▶ _WHAT NEEDS TO BE DONE_: How many lines in the entries below contain the word "white", matching case exactly? Give only the number.

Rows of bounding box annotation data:
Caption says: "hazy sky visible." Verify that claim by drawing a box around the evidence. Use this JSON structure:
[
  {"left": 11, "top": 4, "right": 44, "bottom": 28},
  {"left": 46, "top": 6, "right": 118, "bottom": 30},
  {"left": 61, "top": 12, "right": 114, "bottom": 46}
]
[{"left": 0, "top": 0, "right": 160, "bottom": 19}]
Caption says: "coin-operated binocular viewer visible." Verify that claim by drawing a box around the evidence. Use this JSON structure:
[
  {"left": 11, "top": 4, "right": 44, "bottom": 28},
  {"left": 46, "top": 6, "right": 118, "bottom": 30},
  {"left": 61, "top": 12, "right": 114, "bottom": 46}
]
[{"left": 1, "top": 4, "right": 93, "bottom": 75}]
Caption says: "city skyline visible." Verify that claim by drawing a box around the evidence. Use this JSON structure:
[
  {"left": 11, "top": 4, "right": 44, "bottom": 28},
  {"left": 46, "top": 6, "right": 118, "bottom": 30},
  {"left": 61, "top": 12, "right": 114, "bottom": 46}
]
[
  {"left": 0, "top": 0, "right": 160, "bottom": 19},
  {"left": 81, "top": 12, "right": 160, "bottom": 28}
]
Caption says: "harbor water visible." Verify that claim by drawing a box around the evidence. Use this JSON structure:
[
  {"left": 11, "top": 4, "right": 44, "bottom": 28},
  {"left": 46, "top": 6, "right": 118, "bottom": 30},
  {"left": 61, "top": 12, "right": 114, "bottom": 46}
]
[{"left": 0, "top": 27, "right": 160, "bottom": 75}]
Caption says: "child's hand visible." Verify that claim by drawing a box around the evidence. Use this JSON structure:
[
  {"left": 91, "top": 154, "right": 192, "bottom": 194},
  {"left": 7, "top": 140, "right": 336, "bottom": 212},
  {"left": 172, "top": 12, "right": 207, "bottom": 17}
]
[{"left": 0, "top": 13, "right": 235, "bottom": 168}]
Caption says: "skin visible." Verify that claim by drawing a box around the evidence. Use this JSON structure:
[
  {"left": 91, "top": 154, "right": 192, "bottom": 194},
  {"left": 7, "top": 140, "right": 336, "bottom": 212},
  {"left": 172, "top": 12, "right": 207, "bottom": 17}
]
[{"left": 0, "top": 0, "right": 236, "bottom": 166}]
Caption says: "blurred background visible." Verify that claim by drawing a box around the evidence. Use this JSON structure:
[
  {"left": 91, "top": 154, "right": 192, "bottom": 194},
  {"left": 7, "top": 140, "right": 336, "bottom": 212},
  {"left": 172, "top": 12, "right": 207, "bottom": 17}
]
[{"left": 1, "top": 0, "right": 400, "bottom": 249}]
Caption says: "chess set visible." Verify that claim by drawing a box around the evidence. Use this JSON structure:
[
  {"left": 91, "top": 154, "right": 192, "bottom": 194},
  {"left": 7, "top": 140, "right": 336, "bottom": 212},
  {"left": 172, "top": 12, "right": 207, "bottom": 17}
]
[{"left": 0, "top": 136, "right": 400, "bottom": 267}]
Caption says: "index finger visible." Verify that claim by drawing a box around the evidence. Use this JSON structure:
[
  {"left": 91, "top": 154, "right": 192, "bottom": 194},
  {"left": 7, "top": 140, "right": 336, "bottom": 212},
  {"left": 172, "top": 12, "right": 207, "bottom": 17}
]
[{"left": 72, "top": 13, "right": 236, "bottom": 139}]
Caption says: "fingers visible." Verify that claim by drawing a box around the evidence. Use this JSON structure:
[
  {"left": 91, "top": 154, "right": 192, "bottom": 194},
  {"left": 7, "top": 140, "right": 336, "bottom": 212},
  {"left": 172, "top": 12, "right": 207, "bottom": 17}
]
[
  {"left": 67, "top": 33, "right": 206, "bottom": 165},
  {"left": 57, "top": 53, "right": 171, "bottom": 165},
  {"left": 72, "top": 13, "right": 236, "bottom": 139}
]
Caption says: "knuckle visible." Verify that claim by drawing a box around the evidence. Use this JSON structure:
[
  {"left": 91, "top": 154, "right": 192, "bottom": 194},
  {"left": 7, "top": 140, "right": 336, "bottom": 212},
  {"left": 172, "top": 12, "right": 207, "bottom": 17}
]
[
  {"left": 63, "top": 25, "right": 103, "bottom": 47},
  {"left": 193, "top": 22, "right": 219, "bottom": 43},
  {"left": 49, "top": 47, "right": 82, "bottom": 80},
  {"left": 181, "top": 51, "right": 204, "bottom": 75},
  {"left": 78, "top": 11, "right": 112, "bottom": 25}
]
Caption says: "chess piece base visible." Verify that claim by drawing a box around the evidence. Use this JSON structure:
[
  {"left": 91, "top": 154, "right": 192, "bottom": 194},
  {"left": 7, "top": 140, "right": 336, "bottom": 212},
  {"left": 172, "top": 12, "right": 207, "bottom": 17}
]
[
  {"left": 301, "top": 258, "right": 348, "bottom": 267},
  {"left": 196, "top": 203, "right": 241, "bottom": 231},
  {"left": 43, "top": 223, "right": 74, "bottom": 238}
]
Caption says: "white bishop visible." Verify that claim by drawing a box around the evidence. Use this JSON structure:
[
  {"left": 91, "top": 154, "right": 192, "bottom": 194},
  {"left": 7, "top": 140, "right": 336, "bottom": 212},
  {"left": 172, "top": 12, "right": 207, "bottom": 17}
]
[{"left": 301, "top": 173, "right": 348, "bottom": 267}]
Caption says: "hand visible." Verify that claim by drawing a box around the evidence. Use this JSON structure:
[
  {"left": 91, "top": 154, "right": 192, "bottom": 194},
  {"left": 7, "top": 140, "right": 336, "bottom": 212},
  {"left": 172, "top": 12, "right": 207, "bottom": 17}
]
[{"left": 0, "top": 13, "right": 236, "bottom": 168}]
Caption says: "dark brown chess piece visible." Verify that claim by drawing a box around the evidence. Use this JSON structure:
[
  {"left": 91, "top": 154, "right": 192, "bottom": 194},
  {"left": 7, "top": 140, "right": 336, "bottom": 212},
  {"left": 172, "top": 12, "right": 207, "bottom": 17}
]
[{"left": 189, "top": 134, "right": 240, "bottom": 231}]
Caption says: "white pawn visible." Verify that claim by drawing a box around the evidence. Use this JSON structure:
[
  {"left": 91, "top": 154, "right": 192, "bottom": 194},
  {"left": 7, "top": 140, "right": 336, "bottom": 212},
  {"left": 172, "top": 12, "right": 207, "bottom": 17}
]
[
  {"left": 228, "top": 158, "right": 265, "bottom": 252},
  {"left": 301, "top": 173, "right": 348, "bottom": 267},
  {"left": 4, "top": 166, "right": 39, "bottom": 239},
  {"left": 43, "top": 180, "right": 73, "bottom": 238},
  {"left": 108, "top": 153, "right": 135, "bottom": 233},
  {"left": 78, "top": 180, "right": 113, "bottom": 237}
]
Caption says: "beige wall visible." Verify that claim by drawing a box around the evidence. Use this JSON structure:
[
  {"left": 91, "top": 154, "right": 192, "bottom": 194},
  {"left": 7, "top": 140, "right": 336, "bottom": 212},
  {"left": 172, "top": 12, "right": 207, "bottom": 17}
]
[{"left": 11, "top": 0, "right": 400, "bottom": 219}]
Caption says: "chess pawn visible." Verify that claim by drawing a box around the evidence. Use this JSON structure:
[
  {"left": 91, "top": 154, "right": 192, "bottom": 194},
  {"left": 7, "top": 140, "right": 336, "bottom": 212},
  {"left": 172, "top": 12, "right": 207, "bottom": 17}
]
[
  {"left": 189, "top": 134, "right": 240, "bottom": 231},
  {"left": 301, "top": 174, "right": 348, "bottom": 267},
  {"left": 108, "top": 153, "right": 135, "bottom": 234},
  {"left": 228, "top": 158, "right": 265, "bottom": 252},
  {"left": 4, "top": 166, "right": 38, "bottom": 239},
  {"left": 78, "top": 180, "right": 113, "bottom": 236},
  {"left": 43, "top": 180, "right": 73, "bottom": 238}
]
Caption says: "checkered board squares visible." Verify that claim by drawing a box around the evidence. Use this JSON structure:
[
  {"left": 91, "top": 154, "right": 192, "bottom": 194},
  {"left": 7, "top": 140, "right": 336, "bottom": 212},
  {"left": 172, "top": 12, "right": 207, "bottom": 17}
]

▶ _FINAL RESULT_: 2